*EXERCISE REQUIREMENTS*. Please transcribe exactly, and only, the lines of the data below between the line holding "[ ] a keypoint on each instance of the young" and the line holding "[ ] a keypoint on each instance of the infant", inclusive.

*SOURCE INFORMATION*.
-- Opening Marker --

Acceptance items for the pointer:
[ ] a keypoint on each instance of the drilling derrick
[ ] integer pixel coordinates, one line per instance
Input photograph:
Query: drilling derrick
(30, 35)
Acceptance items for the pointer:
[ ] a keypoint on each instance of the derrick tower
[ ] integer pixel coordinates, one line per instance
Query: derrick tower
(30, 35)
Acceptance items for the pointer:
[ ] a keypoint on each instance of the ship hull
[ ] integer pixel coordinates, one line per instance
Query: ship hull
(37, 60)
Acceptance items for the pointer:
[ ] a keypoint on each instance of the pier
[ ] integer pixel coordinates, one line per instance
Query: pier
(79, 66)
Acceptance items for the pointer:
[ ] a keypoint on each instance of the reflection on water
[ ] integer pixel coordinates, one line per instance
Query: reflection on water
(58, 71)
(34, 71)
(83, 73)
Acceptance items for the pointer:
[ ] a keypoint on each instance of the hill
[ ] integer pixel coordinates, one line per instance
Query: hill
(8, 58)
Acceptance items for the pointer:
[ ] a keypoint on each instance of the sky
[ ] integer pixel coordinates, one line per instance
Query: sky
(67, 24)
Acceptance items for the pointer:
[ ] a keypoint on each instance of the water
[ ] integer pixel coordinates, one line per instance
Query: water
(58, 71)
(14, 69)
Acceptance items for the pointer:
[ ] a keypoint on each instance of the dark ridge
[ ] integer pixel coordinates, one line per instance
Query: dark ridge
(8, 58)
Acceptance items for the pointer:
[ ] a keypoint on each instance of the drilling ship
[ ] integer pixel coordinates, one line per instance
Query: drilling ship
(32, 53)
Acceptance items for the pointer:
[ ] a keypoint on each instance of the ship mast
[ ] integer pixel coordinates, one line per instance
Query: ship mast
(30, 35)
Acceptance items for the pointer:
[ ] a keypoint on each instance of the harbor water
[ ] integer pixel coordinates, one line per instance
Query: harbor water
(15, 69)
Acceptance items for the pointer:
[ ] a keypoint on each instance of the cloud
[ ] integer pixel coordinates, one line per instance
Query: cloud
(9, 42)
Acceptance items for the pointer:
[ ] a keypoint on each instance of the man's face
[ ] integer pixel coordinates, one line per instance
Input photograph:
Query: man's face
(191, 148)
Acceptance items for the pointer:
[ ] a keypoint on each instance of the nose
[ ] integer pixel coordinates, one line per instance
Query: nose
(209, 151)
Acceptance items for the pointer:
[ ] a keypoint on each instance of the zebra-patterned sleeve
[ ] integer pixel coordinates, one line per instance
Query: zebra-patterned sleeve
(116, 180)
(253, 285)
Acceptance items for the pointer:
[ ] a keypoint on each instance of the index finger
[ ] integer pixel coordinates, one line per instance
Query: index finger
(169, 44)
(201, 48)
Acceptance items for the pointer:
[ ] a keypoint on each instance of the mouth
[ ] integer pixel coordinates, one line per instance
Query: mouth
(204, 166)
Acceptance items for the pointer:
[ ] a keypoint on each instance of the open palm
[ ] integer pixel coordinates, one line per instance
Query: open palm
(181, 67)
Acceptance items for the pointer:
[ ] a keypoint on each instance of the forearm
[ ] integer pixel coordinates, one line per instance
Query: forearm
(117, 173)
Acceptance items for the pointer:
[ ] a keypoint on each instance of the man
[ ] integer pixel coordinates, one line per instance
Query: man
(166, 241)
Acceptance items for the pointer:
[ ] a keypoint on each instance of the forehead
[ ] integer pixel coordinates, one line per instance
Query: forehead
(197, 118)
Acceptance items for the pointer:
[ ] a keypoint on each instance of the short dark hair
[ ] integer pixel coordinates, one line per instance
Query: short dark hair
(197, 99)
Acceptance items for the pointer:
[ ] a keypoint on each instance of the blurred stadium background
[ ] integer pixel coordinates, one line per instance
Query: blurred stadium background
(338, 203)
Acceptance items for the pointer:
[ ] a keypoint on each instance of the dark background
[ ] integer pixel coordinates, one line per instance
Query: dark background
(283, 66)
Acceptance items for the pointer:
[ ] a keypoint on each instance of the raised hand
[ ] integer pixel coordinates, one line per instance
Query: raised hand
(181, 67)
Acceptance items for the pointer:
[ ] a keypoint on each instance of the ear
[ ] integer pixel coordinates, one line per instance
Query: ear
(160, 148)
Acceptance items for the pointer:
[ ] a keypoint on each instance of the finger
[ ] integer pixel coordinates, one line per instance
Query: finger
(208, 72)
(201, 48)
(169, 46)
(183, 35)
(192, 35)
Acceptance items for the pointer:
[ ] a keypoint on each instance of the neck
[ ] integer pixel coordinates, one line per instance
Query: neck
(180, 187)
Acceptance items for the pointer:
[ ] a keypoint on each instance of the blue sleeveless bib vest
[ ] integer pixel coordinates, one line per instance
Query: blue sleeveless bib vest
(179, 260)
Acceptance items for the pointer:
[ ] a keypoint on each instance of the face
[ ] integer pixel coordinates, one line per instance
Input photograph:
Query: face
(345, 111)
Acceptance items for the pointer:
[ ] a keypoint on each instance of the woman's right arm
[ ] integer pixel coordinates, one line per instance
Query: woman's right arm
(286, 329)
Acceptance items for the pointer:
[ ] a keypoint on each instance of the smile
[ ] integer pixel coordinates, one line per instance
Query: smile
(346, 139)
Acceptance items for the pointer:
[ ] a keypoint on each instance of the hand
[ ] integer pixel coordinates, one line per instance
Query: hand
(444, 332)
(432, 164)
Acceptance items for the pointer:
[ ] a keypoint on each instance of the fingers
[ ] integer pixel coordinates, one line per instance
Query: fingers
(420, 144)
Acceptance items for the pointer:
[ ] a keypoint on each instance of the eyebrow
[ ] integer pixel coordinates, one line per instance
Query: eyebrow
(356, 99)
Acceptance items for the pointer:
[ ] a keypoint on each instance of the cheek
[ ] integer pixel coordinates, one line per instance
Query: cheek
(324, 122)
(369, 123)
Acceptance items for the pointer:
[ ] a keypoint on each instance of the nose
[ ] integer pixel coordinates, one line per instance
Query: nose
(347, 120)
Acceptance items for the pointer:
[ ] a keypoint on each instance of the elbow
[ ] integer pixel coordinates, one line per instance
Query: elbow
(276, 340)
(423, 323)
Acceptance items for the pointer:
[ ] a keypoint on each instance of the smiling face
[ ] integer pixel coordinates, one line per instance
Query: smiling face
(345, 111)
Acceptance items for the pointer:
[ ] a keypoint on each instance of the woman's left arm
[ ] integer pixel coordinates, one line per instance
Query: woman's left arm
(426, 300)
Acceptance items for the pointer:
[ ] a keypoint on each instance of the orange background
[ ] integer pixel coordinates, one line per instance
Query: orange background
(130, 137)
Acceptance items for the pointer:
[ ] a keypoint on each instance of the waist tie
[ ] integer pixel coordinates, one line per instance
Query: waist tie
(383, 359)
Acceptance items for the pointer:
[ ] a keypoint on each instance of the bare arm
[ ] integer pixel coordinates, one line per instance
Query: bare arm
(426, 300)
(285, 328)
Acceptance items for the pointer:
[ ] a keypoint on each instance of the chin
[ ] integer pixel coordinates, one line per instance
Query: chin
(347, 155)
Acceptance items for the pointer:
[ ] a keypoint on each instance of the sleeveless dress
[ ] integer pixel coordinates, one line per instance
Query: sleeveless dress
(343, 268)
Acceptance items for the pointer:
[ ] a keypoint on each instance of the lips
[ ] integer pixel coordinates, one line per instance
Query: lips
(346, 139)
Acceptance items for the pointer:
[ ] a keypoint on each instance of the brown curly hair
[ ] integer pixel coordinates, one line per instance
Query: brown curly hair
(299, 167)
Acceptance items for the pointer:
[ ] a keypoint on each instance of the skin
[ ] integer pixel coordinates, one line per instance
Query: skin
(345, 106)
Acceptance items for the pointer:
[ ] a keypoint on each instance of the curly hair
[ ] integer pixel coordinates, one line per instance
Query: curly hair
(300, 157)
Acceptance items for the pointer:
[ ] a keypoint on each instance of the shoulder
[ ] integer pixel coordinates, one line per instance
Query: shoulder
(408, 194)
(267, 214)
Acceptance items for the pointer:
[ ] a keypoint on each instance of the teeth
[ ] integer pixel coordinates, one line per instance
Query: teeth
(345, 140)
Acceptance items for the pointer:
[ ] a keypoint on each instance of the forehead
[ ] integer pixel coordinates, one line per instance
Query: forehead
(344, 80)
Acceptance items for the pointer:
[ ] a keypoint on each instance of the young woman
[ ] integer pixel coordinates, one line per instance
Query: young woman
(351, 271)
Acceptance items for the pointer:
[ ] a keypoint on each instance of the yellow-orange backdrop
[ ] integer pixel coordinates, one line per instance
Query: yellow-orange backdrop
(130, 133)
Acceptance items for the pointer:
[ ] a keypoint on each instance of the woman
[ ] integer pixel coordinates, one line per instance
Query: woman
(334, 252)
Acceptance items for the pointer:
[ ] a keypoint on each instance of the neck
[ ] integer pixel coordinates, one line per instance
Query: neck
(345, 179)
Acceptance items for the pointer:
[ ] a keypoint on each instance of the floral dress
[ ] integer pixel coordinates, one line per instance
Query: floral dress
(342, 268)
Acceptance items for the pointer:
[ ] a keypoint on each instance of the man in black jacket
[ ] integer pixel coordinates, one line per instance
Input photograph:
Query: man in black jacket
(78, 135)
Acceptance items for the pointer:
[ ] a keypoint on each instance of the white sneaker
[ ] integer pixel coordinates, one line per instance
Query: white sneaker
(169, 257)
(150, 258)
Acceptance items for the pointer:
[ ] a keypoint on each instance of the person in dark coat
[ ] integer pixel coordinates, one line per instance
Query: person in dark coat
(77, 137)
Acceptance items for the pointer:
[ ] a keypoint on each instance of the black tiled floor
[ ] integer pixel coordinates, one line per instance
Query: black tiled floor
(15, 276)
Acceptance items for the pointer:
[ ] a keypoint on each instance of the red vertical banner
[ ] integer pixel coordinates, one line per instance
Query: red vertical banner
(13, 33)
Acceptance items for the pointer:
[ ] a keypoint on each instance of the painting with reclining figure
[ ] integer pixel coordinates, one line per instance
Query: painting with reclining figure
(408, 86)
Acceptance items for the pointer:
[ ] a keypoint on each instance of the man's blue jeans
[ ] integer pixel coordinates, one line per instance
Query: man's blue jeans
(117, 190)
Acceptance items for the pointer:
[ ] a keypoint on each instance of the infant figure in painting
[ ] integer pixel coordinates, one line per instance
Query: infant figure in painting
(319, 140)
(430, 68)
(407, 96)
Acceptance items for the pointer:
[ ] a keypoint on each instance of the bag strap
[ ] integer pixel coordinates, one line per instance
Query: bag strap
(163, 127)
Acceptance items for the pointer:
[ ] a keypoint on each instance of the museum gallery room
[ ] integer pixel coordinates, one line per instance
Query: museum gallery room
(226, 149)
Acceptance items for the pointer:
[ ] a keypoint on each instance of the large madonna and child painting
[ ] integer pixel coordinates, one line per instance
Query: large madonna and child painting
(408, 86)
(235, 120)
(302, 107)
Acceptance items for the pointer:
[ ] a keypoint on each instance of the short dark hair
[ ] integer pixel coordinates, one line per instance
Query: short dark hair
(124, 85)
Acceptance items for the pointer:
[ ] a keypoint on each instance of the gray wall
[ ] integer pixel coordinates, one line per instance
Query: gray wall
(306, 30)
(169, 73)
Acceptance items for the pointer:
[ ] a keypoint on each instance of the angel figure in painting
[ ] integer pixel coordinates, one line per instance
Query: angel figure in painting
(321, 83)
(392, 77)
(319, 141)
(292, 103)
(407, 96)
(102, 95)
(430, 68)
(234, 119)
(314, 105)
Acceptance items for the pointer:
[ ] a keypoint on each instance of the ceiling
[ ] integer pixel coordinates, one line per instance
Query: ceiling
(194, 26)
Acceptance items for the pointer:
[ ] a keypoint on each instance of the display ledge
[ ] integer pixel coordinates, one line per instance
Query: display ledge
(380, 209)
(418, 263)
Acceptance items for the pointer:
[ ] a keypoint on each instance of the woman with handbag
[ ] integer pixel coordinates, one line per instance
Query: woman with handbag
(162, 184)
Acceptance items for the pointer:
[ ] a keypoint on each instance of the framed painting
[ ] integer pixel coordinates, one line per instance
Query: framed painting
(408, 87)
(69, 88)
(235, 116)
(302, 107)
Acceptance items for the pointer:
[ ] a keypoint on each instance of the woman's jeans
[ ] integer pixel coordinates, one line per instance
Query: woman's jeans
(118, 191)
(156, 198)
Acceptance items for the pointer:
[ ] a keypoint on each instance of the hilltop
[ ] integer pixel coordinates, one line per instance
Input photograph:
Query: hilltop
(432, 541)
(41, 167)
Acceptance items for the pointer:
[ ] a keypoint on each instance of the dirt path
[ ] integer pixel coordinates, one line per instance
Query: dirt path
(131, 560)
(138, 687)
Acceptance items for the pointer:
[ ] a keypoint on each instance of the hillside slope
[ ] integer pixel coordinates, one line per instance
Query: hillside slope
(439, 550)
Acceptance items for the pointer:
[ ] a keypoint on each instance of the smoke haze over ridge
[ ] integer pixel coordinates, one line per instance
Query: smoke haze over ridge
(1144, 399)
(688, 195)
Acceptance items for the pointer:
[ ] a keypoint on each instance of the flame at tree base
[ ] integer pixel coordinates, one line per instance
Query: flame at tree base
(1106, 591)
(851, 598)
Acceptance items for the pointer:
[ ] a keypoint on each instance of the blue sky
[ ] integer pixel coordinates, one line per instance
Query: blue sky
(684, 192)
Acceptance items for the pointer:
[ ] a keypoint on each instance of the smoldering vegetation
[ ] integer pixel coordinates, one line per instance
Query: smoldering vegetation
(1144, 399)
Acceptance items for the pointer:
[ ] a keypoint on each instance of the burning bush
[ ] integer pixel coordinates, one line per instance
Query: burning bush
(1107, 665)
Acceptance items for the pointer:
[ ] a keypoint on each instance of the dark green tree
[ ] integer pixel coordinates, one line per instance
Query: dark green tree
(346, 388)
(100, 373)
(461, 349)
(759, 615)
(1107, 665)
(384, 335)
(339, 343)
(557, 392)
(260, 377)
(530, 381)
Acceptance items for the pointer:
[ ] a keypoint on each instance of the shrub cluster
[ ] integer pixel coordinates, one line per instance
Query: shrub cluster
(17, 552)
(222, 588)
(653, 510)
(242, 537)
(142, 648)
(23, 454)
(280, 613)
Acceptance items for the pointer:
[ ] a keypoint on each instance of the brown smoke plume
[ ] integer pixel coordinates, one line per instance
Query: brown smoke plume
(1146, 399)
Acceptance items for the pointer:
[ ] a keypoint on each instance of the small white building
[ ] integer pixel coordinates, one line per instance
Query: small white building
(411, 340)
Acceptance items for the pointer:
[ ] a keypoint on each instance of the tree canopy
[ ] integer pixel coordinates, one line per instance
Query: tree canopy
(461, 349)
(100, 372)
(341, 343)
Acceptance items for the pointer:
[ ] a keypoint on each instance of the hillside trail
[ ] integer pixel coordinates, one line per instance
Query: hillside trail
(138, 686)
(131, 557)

-- Closing Marker --

*ANSWER BELOW*.
[ ] a keypoint on each instance of the young woman
[ ] integer pixel coordinates, one line per instance
Query: young woman
(351, 271)
Acceptance items for the pointer:
[ ] a keypoint on each instance of the yellow-orange backdrop
[ ] integer pixel coordinates, one line per instance
Query: yellow-orange backdrop
(130, 133)
Acceptance items for the pointer:
[ ] a keypoint on each instance of the woman
[ ] integer pixel coordinates, one line per instance
Query: woman
(334, 252)
Acceptance items for the pointer:
[ ] a keypoint on each instance of the neck
[ ] integer pixel coordinates, one line per instance
Query: neck
(345, 179)
Acceptance items for the pointer:
[ ] a keypoint on each instance of the floral dress
[ ] integer pixel coordinates, one line per instance
Query: floral dress
(342, 268)
Acceptance items for the pointer:
[ ] a keypoint on each instance of the man in black jacket
[ ] integer pixel coordinates, one line per instance
Input photograph:
Query: man in black jacket
(78, 135)
Acceptance items for the pointer:
[ ] a keypoint on each instance of the white sneaker
[ ] integer pixel coordinates, one line per instance
Query: white sneaker
(169, 257)
(150, 258)
Acceptance items for the pointer:
[ ] a keypoint on each instance of the person in dark coat
[ ] integer pixel coordinates, one line per instance
Query: person in dark coat
(77, 137)
Acceptance items for the pointer:
[ ] a keypoint on each instance of the black tiled floor
[ ] integer pixel coordinates, one line per instance
Query: black tiled floor
(15, 276)
Acceptance items for the pointer:
[ ] a keypoint on each instance of the red vertical banner
[ ] integer pixel coordinates, one line per instance
Query: red vertical banner
(13, 33)
Acceptance items for the pointer:
[ ] a keypoint on each instance of the painting with reclining figure
[ ] integer pixel coordinates, one line per instance
Query: painting with reclining figure
(408, 86)
Acceptance items for the pointer:
[ ] a keypoint on each instance of the man's blue jeans
[ ] integer pixel coordinates, one line per instance
Query: man's blue jeans
(117, 190)
Acceptance items for the pointer:
[ ] a keypoint on each instance of the infant figure in painting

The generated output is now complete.